| About this exercise |
Copy each entry below exactly as it appears.
━━ Recorded information
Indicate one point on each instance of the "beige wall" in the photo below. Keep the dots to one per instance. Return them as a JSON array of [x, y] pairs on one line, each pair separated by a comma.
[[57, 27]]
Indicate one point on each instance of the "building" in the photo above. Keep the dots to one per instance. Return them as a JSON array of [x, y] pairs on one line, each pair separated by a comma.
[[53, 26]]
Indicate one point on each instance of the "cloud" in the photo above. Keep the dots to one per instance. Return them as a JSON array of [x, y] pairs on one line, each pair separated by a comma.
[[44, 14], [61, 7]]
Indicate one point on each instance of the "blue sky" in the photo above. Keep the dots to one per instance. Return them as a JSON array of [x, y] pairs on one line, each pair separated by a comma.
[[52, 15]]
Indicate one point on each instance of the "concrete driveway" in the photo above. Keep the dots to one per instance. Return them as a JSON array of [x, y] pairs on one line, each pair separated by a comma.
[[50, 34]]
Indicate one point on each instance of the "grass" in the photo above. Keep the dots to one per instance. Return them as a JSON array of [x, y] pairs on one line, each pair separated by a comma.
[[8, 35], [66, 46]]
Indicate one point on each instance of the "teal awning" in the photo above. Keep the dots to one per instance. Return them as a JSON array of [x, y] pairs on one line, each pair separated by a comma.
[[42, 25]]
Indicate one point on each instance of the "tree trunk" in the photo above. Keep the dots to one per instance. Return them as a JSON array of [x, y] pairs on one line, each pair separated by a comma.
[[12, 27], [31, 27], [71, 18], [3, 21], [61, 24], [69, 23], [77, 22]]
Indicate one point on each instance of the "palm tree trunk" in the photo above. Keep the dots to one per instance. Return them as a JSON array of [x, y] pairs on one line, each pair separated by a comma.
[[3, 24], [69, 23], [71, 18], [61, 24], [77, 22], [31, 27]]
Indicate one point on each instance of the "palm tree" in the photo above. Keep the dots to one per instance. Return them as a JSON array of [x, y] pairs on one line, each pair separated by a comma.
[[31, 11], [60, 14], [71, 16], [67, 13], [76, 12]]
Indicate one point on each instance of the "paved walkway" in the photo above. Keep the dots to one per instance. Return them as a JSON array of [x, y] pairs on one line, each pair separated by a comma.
━━━━
| Answer box |
Indicate one point on each instance of the "beige wall" in the photo below. Keep the dots to one per instance. Return them as a JSON array of [x, y] pairs on one line, each pair separated by a comma.
[[57, 27]]
Indicate one point on each instance of the "building" in the photo above. Keep the dots to one per instance. Return them as a JSON array of [x, y] pairs on one line, each pair separated by a comma.
[[53, 26]]
Indicate one point on each instance of the "cloud" in the photo above. Keep the dots to one per instance. Return them as a JSON array of [x, y] pairs on one line, each pair separated by a comma.
[[44, 14], [61, 7]]
Indicate one point on each instance of the "blue sky" in the photo above. Keep the dots to one per instance. Return them as a JSON array of [x, y] pairs on one line, each pair separated by a comma.
[[52, 15]]
Indicate one point on each instance of the "concrete driveway" in the photo above. Keep the dots to one per instance. Return them as a JSON array of [x, y] pairs on one line, each pair separated by a comma.
[[50, 34]]
Indicate one point on each instance of the "grass" in the photo above. Keep the dots to one per instance. Return them as a JSON array of [x, y] pairs on one line, each pair separated by a comma.
[[8, 35], [66, 46]]
Indicate one point on each instance of the "teal awning" in the photo above. Keep the dots to one per instance. Return them as a JSON array of [x, y] pairs on one line, each pair separated by a comma.
[[42, 25]]
Indicate one point on each instance of the "tree trunk" in the photo above. Keep the dots to one per instance. Return them as a JSON array of [x, y] pairs on one line, each pair separated by a comma.
[[12, 27], [31, 27], [71, 18], [3, 21], [61, 24], [69, 23], [77, 22]]
Indicate one point on each instance of the "palm tree trunk" in the photo above. Keep the dots to one per instance. Return them as a JSON array of [x, y] pairs on one line, each pair separated by a comma.
[[3, 24], [69, 23], [71, 18], [61, 24], [77, 22], [31, 27]]
Indicate one point on each instance of the "palm tree" in the photo above. Keep the dots to one per instance. Return them as a JSON array of [x, y] pairs on one line, each pair separated by a comma.
[[31, 11], [60, 14], [71, 16], [67, 13], [76, 12]]
Indicate one point on each instance of the "paved walkway" in the photo above. Keep the dots to one per instance. Return them as a JSON array of [x, y] pairs on one line, each pair separated by a comma.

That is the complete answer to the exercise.